**Set exercise:** List each line of the material below that contains the string "reflected", copying every such line in full. Treat the match as case-sensitive.

**Provided data:**
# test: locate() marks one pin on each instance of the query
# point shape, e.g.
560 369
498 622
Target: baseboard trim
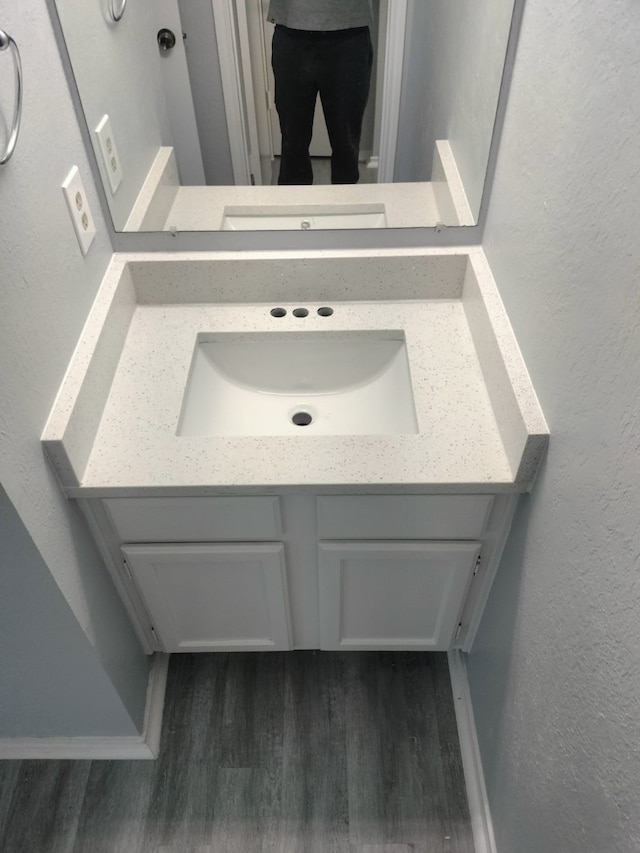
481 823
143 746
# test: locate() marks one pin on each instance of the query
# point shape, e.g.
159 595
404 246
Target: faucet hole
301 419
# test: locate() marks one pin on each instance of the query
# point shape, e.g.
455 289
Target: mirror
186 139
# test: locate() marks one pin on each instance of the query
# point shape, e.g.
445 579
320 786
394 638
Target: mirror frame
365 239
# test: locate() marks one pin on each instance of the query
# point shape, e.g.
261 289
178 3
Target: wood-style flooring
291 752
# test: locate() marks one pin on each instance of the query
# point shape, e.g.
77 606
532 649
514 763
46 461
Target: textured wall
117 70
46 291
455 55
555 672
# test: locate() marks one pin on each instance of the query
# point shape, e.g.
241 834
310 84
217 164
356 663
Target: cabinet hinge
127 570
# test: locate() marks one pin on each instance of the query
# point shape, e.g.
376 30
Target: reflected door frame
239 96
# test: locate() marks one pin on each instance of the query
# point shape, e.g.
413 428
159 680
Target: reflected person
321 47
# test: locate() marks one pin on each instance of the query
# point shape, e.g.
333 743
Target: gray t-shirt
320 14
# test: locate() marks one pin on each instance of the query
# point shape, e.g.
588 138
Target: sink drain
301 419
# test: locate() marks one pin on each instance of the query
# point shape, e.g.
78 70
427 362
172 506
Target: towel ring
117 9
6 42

...

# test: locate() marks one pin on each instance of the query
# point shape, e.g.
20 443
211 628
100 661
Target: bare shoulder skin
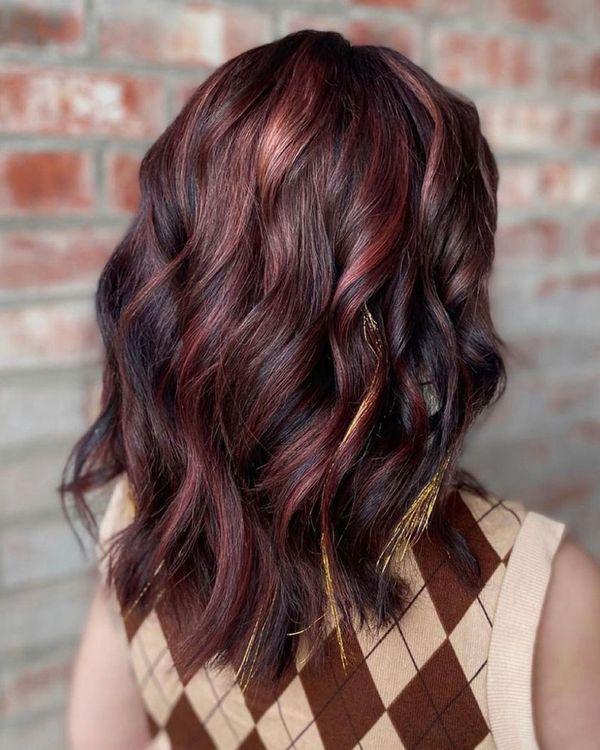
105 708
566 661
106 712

--

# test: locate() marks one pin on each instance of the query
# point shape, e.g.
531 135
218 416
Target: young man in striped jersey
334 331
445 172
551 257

**Reply to the exercise:**
Target: reflected door frame
Target: reflected person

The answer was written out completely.